[Point labeling entries]
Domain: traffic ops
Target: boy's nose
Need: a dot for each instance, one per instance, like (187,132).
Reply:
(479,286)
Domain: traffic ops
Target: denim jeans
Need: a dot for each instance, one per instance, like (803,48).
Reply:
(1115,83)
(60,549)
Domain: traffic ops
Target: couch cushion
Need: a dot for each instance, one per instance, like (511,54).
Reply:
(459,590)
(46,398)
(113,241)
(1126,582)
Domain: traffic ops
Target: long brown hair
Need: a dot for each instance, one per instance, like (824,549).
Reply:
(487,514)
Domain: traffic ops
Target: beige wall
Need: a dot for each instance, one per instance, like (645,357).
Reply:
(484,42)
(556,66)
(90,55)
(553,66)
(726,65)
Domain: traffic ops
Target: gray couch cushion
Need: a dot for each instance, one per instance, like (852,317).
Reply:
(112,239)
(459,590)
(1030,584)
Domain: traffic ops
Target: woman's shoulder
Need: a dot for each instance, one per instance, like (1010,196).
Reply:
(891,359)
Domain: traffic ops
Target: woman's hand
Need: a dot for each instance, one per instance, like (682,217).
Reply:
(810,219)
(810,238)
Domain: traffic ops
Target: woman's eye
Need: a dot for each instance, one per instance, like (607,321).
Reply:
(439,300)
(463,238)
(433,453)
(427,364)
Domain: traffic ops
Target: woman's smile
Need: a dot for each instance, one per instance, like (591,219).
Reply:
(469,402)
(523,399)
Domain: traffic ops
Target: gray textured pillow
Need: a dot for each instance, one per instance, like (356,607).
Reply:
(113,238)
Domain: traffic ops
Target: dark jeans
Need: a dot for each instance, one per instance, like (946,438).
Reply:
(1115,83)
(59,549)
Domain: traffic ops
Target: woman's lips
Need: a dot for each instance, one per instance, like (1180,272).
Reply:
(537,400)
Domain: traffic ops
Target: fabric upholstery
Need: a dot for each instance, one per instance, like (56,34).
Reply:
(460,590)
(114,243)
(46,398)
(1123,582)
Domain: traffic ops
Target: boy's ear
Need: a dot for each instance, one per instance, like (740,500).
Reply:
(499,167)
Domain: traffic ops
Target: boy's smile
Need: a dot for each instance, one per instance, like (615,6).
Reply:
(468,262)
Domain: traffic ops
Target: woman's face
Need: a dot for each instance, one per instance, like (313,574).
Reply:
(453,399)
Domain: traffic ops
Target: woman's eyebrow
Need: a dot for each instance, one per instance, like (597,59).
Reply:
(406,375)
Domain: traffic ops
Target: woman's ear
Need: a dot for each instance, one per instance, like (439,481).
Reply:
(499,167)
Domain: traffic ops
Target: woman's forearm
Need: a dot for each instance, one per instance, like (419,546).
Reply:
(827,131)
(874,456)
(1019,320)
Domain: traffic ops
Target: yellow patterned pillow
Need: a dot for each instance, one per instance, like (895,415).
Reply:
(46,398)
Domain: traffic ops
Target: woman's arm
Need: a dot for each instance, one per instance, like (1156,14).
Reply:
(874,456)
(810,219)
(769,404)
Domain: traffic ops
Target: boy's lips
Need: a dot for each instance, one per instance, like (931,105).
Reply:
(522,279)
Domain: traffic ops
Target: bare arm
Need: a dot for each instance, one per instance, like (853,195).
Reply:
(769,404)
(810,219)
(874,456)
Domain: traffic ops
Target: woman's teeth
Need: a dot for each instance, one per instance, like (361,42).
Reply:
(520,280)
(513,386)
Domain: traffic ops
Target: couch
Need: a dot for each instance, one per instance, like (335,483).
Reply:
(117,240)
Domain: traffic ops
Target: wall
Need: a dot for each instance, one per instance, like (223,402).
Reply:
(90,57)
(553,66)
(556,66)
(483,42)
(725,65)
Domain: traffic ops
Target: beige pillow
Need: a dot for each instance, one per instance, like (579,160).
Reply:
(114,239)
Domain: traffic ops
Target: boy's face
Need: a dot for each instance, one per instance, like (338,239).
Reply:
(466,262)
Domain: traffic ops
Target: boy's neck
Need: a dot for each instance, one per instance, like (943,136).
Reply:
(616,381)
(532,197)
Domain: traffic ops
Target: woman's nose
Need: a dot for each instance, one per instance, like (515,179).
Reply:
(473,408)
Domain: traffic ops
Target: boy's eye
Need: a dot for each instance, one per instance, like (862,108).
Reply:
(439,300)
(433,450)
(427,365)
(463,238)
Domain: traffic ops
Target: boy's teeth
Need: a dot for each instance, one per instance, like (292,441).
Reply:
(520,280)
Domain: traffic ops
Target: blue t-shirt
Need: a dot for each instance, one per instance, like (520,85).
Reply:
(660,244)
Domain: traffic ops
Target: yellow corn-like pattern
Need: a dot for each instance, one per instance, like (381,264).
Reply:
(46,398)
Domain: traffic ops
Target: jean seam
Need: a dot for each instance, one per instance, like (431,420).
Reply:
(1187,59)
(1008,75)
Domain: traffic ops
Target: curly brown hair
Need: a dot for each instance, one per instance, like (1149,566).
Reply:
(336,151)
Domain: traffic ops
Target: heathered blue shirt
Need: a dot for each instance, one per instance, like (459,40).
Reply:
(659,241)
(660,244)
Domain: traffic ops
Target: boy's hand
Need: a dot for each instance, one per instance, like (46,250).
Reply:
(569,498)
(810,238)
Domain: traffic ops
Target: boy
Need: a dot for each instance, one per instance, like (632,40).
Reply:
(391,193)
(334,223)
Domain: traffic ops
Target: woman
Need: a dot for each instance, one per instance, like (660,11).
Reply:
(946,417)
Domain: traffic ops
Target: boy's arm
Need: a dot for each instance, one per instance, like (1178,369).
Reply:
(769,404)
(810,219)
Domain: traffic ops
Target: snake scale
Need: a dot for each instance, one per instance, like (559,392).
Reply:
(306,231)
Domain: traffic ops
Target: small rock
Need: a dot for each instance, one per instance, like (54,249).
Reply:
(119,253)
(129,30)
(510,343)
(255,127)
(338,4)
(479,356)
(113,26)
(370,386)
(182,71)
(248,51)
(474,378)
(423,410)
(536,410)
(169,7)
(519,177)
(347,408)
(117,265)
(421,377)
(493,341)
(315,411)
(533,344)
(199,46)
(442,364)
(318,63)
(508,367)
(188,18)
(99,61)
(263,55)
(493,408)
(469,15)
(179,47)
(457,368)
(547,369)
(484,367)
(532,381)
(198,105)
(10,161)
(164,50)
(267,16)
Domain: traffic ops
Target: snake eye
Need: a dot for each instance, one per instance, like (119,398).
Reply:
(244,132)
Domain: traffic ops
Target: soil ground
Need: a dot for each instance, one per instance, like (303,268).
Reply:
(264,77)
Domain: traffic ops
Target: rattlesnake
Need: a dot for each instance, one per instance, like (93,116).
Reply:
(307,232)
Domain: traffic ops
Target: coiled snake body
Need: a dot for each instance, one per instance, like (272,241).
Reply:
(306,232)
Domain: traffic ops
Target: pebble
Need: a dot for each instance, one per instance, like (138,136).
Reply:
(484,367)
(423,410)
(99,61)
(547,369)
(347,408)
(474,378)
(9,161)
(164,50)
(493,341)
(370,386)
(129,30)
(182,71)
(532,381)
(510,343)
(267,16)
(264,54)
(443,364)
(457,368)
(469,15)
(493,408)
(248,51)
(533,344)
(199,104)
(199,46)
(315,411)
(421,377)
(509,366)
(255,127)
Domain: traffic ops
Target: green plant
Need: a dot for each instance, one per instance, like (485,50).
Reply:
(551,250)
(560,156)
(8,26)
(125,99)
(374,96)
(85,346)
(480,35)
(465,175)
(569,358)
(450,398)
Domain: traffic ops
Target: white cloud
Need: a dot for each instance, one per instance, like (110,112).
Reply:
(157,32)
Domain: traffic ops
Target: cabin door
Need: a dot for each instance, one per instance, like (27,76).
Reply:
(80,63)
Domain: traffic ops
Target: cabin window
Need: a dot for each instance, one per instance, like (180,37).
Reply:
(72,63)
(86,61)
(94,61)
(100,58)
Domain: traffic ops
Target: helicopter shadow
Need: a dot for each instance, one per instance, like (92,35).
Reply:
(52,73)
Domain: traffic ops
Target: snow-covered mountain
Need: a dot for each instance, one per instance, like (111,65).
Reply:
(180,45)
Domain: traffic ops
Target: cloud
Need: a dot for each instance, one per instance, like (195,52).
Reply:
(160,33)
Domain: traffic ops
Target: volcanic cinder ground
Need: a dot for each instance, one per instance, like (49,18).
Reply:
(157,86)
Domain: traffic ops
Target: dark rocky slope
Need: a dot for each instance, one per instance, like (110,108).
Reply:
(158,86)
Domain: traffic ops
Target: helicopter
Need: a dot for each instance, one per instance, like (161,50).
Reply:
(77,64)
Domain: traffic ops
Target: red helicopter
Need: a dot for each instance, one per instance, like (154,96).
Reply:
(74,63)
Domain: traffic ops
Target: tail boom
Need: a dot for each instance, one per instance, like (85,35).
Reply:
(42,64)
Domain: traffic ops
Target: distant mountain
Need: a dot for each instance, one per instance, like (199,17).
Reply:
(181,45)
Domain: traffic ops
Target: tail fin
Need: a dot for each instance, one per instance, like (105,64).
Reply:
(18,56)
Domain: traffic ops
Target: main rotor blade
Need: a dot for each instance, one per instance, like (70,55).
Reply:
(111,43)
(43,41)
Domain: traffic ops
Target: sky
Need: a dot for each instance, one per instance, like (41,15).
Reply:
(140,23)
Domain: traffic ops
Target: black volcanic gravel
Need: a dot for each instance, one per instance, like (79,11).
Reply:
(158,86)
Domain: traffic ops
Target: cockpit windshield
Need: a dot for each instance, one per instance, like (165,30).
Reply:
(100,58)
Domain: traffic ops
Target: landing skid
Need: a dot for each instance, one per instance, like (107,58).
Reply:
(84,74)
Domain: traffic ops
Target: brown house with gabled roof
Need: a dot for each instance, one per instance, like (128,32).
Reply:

> _SHORT PROBLEM_
Report how many lines in the entries above contain the word "brown", with case counting. Give only the number.

> _FINAL RESULT_
3